[A block of data]
# # #
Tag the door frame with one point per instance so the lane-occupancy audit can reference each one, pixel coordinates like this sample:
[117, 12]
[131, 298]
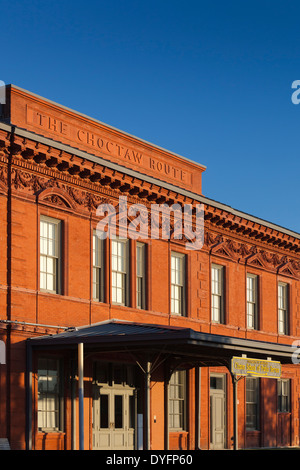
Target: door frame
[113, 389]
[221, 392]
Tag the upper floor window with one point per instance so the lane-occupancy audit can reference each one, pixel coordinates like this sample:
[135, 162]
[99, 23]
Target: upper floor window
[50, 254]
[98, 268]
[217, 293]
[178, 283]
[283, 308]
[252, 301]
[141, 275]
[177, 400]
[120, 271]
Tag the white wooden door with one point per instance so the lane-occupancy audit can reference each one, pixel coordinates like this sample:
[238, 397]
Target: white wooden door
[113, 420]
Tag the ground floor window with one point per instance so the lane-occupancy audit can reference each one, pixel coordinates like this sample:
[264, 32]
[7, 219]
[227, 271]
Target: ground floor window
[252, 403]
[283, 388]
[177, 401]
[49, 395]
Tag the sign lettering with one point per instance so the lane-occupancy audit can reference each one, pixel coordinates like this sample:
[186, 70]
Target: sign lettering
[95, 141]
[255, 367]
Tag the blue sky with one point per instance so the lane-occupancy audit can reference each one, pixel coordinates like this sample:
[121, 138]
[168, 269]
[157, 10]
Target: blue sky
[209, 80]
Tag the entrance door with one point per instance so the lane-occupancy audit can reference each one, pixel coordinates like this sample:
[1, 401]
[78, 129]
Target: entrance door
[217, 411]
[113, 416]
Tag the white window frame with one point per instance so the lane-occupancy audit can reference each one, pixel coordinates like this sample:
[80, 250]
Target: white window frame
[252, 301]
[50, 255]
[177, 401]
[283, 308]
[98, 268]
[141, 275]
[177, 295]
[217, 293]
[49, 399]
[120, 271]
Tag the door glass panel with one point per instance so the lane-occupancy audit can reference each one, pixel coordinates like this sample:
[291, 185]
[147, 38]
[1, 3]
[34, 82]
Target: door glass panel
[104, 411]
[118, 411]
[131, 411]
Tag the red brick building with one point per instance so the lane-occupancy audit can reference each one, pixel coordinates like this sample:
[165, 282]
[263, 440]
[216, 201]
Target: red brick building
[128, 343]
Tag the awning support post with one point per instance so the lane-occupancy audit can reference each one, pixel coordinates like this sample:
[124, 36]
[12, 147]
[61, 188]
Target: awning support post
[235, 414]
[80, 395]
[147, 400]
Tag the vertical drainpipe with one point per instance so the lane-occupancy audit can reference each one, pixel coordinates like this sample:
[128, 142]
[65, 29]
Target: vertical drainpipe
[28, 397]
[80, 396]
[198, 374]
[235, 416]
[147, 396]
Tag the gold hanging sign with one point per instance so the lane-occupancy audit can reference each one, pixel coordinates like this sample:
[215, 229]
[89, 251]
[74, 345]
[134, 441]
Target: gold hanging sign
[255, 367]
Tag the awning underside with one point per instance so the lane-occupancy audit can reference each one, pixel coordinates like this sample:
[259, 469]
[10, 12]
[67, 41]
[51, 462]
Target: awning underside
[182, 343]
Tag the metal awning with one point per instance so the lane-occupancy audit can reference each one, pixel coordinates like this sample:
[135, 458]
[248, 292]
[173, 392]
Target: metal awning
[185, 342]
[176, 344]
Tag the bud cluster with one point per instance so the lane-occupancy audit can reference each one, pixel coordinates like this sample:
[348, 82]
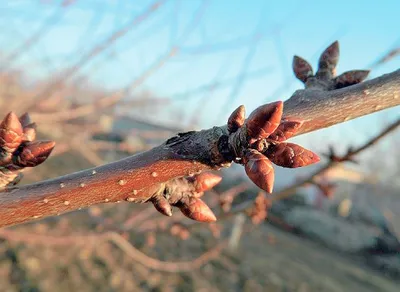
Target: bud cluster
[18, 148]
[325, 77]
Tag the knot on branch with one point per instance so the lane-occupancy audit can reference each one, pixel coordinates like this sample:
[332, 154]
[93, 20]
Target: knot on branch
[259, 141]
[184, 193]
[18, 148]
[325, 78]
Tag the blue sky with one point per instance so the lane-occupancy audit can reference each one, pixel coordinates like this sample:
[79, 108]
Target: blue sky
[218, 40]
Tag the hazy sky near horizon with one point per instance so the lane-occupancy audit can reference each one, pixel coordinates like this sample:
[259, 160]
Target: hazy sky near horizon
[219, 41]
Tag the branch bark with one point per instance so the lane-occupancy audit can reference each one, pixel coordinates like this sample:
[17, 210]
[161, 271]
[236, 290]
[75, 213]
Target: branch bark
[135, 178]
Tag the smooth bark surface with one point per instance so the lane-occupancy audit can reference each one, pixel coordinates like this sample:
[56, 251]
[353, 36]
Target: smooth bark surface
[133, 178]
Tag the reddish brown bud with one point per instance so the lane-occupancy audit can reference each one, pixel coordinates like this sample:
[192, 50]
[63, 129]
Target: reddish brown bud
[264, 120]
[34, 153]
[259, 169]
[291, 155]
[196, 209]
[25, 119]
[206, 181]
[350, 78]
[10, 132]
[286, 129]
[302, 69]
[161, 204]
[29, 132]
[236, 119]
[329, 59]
# # #
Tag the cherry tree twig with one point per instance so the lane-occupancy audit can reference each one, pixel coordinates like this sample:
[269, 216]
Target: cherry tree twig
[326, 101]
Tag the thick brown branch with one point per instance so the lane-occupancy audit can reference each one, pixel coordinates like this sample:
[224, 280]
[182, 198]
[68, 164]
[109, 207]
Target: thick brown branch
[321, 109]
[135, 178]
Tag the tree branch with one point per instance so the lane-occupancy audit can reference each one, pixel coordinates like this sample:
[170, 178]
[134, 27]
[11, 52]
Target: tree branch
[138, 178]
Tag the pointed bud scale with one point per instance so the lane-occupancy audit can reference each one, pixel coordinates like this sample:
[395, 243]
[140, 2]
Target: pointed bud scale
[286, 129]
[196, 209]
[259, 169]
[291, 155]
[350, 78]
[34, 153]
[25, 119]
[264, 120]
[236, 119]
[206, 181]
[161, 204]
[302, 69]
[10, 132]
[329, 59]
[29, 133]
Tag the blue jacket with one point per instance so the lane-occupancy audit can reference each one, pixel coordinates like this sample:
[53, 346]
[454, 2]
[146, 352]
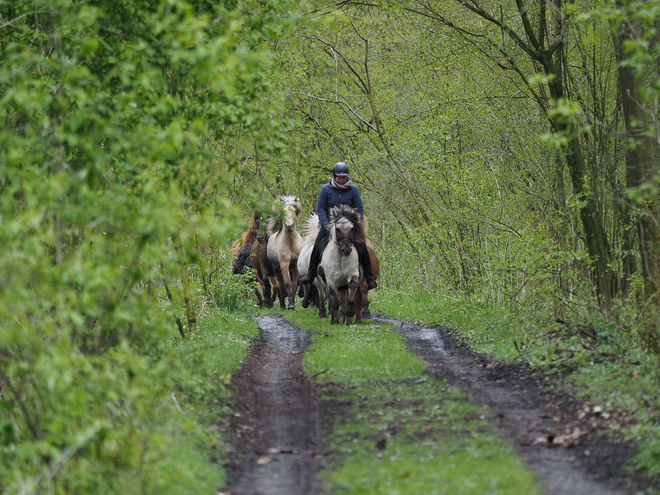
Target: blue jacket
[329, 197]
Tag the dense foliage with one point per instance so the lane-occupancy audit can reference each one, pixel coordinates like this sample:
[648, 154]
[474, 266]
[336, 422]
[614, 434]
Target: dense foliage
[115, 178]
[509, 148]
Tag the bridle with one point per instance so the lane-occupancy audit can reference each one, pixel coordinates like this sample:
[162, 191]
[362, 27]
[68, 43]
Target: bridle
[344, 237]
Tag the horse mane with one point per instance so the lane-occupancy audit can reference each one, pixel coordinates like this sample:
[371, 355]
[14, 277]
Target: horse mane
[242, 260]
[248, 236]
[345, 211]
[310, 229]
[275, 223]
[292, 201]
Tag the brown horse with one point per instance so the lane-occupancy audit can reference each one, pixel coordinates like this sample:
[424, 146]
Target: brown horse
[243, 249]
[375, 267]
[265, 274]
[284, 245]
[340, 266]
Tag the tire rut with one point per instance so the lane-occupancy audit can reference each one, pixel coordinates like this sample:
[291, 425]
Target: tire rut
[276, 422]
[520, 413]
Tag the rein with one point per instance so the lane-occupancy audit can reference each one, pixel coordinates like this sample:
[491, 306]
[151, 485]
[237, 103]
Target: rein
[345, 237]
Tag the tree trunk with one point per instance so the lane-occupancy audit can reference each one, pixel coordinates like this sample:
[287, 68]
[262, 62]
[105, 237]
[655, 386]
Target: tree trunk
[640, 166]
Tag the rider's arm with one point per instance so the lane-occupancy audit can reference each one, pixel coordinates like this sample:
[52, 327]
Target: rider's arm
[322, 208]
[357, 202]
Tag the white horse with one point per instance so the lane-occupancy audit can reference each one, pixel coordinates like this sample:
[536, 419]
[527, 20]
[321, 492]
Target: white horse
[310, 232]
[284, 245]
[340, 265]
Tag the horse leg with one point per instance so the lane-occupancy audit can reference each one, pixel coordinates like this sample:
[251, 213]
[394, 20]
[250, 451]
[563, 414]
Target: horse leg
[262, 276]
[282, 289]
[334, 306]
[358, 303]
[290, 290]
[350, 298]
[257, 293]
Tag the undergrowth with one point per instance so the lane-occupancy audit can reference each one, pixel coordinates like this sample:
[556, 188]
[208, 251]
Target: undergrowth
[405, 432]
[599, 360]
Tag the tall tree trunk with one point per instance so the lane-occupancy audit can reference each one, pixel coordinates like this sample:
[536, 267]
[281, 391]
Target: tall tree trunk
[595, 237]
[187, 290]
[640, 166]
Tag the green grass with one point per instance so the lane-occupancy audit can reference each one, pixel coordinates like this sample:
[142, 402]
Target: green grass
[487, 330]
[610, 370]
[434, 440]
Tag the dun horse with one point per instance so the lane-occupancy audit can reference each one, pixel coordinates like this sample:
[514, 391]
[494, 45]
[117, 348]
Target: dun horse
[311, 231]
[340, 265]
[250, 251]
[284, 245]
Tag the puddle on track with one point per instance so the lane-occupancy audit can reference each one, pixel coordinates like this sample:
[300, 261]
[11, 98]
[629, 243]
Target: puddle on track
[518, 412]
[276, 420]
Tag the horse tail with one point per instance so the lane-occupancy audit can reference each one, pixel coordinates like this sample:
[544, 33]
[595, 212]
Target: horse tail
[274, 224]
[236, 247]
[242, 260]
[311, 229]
# # #
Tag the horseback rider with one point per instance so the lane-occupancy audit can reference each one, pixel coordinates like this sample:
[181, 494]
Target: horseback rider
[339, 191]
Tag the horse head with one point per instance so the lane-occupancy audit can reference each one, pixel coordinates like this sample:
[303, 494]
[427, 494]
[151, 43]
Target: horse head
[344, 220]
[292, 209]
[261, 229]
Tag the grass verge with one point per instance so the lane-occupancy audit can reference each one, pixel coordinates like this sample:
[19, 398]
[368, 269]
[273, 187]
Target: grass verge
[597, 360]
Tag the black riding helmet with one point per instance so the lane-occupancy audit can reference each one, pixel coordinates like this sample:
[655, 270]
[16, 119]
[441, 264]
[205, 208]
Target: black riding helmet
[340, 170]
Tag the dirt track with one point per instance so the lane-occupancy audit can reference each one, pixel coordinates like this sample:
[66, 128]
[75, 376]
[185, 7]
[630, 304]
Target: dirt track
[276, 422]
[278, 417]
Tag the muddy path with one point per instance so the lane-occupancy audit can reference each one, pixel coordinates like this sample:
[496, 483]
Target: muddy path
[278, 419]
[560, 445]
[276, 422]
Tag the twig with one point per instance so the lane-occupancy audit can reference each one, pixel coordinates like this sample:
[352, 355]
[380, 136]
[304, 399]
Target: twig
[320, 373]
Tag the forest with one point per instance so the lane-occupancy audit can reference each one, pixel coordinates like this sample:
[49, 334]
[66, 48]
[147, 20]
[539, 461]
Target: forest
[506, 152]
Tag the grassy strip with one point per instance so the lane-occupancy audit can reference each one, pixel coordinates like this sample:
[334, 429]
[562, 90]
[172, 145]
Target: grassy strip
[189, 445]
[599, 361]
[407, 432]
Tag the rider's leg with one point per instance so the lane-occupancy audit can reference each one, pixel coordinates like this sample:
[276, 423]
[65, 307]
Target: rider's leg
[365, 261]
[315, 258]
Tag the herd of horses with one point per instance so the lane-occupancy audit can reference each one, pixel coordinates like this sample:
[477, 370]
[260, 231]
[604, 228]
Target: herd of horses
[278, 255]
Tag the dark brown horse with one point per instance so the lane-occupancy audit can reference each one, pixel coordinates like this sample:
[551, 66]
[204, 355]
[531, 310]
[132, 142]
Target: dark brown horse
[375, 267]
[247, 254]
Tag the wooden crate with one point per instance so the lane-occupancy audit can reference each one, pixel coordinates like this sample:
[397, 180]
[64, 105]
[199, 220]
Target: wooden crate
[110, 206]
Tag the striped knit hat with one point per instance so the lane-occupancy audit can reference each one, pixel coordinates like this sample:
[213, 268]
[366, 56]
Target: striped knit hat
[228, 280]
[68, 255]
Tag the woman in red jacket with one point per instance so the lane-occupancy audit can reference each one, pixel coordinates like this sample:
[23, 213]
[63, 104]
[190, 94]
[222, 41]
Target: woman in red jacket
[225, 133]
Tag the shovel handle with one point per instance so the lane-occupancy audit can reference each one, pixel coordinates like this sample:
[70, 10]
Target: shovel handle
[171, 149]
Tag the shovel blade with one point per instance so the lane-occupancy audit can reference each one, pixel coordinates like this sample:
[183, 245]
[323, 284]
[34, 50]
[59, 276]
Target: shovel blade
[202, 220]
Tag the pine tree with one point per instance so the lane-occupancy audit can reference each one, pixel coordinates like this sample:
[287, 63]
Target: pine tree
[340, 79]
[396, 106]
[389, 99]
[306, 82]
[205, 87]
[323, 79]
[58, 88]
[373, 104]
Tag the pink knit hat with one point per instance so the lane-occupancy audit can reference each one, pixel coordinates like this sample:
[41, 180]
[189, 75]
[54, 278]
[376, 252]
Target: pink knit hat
# # #
TASK INSTRUCTIONS: Rewrite the rows from the line with "Tag the dark" up to and including the line with "Target: pink knit hat", keeping every request line in place. Multiply each answer point coordinate by 0.3 and round to the nearest whole number, halves up, leaving the requests and their sample coordinates unchanged.

SOLUTION TO THIS PROBLEM:
Tag the dark brown horse with one point per instance so the lane-occupancy audit can reference each one, pixel coordinates like this sample:
[551, 66]
[204, 355]
[531, 310]
[132, 142]
Target: dark brown horse
[113, 80]
[74, 76]
Tag the wooden crate with one point per instance so the lane-occupancy audit can reference each one, pixel coordinates like this sample:
[397, 180]
[64, 105]
[199, 220]
Target: wooden crate
[33, 62]
Tag the striped knit hat with one point per instance so the lane-occupancy audit can reference each one, pixel coordinates like this sample:
[213, 268]
[366, 56]
Target: striped knit hat
[68, 84]
[20, 77]
Tag the woman in red jacket with one point per instance so the lane-occupancy audit can reference each one, pixel coordinates like this sample:
[23, 213]
[63, 104]
[190, 94]
[222, 41]
Target: woman in red jacket
[68, 40]
Tag the shovel handle with one point per instance so the lane-occupancy audit can reference each one, pixel coordinates like this sample:
[70, 10]
Target: shovel handle
[51, 45]
Tag the shovel blade with one point per instance so the lane-occupancy audit can reference each one, pixel coordinates like this sample:
[183, 245]
[323, 284]
[34, 50]
[59, 276]
Target: shovel blade
[61, 66]
Tag the pine tree with one point per instance so the lane-occupancy audit can reference each one, pixel coordinates like this sample:
[287, 63]
Target: pine tree
[102, 24]
[119, 32]
[117, 30]
[92, 25]
[62, 26]
[97, 24]
[17, 26]
[112, 31]
Tag the pink knit hat with one point per instance so the lane-occupancy audit can reference each one, pixel coordinates like this sample:
[41, 180]
[189, 75]
[54, 278]
[376, 252]
Target: pink knit hat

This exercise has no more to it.